Please reproduce the line containing "Query: forest floor" and every line after it in the records below, exactly and with nothing else.

----

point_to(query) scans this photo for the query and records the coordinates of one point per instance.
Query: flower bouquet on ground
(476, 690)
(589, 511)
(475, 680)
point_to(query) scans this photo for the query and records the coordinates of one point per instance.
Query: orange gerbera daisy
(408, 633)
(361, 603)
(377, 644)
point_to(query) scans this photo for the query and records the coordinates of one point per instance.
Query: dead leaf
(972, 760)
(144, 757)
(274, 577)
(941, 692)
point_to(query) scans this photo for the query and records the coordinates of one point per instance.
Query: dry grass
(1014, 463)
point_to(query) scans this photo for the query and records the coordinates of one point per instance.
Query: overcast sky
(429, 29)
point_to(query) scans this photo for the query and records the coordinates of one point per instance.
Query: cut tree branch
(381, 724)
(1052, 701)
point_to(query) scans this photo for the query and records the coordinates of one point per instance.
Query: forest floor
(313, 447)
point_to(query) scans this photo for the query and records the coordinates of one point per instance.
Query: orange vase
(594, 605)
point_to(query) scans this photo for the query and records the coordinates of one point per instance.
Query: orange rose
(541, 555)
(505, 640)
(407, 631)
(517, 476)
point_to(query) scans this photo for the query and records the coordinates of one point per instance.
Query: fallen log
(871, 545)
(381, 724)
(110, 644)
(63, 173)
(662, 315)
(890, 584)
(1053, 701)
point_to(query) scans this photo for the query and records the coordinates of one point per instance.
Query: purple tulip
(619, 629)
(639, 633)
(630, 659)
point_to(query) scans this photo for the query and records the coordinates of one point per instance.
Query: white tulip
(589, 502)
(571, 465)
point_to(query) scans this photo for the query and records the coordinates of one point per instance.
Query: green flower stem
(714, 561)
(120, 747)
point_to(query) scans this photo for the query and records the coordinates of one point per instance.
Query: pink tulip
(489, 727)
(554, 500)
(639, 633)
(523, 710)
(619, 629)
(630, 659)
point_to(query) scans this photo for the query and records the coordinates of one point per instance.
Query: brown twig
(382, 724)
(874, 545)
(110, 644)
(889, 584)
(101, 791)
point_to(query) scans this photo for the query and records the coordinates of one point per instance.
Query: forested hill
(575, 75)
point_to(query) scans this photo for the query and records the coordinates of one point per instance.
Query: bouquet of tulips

----

Task result
Query: forest floor
(313, 447)
point_to(query) scans this photo for the query and records the coordinates of one point per instance.
Query: orange vase
(594, 605)
point_to(query) scans this photo for the query and records the coordinates of one point per instance.
Query: orange rose
(541, 555)
(505, 640)
(407, 631)
(517, 476)
point_to(query) scans this photo for the query and records the coordinates of one point per instance.
Query: fallen log
(871, 545)
(381, 724)
(110, 644)
(63, 173)
(662, 315)
(890, 584)
(1053, 701)
point_to(query) scans this photo for the query and records the coordinates of one point per instance.
Query: purple tulip
(619, 629)
(639, 633)
(630, 659)
point_to(query) scans this photo for the query and records the coordinates of one point per instance.
Query: white tulip
(589, 502)
(571, 465)
point_to(query) scans this photo for the query and records the coordinates of one point per instance.
Query: green flower stem
(714, 561)
(120, 747)
point_to(query) scans this photo for the query and records the coordinates of one point per instance.
Query: pink tulip
(489, 727)
(554, 500)
(639, 633)
(523, 710)
(619, 629)
(630, 659)
point_to(query) scans this photo for the query and records the coordinates of one point per instance.
Query: brown twig
(382, 724)
(874, 545)
(110, 644)
(889, 584)
(101, 791)
point_to(query) scans this photo for the query and records the coordinates of one point per instance.
Query: forested hill
(575, 75)
point_to(query) scans this photo for the query and records the coordinates of one point per instance.
Query: bouquet of tulips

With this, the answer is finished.